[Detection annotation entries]
───

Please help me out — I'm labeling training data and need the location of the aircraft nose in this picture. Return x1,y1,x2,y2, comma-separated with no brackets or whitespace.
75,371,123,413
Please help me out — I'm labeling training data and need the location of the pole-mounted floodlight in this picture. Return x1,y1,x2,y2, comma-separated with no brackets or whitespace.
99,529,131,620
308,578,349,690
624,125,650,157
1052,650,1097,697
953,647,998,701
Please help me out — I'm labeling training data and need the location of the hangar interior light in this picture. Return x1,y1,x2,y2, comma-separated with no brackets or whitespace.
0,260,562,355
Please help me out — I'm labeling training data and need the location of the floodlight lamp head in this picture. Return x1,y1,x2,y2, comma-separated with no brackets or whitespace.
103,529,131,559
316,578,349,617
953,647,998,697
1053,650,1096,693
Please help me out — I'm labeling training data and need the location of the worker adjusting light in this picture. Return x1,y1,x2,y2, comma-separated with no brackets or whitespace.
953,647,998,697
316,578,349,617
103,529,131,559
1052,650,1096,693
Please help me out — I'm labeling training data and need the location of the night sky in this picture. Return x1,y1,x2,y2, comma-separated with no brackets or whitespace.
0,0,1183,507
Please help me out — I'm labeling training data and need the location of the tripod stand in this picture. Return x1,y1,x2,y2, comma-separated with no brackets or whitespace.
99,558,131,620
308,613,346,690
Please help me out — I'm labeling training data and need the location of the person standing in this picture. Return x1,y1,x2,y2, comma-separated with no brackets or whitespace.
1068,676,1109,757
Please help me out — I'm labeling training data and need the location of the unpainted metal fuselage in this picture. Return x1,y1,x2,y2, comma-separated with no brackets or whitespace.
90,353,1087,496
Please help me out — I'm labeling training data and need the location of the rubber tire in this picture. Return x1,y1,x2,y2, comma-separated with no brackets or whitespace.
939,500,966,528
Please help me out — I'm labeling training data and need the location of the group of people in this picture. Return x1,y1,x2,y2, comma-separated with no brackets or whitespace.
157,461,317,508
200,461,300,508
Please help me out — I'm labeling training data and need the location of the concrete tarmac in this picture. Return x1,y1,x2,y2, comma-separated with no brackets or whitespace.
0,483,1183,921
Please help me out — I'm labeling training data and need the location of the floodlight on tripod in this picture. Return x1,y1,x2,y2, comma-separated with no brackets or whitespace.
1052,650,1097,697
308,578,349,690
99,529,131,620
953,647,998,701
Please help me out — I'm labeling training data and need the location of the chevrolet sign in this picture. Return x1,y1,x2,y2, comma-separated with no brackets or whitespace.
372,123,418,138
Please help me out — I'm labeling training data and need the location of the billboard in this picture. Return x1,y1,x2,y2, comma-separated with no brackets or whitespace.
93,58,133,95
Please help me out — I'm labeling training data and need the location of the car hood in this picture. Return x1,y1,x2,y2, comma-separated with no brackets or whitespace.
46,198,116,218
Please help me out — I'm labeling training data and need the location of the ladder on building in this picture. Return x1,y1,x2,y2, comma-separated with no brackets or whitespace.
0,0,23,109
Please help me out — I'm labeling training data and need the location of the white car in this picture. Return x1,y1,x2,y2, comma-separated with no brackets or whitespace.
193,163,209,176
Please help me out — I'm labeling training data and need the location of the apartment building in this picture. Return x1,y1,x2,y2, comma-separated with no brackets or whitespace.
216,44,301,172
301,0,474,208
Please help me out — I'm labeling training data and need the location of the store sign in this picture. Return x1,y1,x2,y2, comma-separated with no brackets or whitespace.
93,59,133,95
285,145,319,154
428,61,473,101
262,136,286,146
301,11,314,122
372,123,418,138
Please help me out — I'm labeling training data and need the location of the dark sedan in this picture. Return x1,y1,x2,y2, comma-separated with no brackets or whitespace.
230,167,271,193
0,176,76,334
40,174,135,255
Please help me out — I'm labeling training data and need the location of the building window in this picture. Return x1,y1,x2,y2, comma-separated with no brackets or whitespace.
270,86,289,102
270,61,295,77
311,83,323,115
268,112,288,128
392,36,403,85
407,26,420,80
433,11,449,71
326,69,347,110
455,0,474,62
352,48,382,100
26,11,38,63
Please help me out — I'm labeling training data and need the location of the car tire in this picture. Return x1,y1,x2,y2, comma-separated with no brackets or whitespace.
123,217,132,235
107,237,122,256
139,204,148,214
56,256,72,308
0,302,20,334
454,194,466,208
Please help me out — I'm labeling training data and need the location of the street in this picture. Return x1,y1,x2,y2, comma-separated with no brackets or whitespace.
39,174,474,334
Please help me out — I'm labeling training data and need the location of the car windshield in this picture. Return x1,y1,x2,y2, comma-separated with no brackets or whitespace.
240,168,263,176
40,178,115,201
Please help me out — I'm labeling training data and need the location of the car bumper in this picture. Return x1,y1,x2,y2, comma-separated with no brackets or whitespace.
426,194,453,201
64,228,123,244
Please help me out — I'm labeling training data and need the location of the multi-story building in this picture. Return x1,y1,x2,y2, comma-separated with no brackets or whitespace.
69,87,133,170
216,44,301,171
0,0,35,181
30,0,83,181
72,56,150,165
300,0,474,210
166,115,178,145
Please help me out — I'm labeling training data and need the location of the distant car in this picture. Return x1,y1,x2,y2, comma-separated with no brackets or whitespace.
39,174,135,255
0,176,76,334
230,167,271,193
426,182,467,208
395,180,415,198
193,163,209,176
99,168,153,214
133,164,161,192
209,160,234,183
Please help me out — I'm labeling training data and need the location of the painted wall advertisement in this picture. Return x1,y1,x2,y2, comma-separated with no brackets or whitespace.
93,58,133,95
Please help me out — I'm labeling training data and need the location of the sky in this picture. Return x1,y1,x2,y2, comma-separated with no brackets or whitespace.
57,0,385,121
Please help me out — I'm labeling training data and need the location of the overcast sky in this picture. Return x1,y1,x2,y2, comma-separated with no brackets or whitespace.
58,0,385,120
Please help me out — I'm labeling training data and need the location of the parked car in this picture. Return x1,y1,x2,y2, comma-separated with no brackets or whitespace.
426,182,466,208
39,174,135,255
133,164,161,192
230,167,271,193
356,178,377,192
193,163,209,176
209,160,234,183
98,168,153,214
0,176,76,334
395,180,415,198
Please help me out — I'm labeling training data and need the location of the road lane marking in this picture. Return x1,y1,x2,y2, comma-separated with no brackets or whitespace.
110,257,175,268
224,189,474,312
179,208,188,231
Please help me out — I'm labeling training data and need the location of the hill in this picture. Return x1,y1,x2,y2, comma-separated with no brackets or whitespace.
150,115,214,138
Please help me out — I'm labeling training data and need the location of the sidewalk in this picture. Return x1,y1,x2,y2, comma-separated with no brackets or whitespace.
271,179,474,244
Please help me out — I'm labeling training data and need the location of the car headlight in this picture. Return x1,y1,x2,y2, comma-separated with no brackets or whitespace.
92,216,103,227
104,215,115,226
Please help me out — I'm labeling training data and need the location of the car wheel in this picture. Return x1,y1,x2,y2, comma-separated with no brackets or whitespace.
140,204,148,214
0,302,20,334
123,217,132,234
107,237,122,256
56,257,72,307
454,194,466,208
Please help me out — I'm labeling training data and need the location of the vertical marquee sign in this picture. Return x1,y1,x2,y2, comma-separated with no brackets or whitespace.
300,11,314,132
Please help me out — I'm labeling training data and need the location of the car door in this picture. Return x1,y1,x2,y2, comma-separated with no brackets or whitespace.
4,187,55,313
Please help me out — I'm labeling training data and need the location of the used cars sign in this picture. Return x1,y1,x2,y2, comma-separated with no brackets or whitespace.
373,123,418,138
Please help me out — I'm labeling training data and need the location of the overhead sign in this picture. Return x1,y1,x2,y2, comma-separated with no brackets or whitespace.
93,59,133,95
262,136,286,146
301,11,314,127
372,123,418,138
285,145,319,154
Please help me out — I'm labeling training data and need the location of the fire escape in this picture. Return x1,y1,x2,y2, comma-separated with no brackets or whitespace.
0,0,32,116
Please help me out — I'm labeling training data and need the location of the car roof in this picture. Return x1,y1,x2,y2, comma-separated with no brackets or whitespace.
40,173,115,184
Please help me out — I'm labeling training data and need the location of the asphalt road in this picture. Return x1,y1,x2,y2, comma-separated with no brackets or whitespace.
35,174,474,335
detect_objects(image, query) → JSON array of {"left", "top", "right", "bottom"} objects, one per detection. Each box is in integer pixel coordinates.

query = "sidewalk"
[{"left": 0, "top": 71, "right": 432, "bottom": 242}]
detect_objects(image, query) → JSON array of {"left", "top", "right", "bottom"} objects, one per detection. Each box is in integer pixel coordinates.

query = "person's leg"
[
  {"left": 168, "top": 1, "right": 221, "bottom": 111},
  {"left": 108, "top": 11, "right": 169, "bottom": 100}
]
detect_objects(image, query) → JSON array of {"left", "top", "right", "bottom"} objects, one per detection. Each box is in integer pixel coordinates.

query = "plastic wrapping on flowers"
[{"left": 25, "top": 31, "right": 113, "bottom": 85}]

───

• [Directions] Please pull out, word for word, the lines of the entries above from the line with "the car door" through the end of the entries.

• [Task solution]
Please help me out — I'm labeling training data and need the location of the car door in this picture. Return x1,y1,x2,y2, comma-separated with no brackets or whitespace.
4,187,55,313
Please help me out — I'm labeling training data and need the location of the used cars sign in this picture. Return x1,y1,x2,y2, comma-separated with no brackets or whitespace.
373,123,418,138
Please help me out — I'm labeling training data and need the location of the overhead sign in this picture. Return x1,y1,x2,y2, comma-separated with no brackets or whitespace.
93,59,133,95
262,136,286,146
301,11,314,127
372,123,418,138
285,145,319,154
Please help me out — I'm labeling training data and need the location of the fire escape in this picture. Return x1,y1,x2,y2, comma-separated with no brackets or whitespace.
0,0,32,116
Please help me out — I'm labeling training data and need the location of the car roof in this picture. Return x1,y1,x2,y2, comma-separated with no brackets or whitespace.
40,173,115,184
Please help me out — I'm labeling training data and need the location of the asphalt road in this picture. Return x1,y1,x2,y2, comma-separated with no brackets or whitespace.
35,174,474,335
detect_objects(image, query) → JSON array of {"left", "top", "right", "bottom"} objects, one per detection. Each box is in integer pixel coordinates.

query = "sidewalk"
[{"left": 0, "top": 71, "right": 432, "bottom": 242}]
detect_objects(image, query) → JSON array of {"left", "top", "right", "bottom"} objects, one per detection. Each box is in integer pixel coordinates.

query = "person's leg"
[
  {"left": 168, "top": 1, "right": 221, "bottom": 111},
  {"left": 108, "top": 11, "right": 169, "bottom": 100}
]
detect_objects(image, query) → JSON array of {"left", "top", "right", "bottom"} objects, one per detection. Each box is in integer pixel coordinates.

query = "plastic wrapping on flowers"
[{"left": 25, "top": 31, "right": 113, "bottom": 85}]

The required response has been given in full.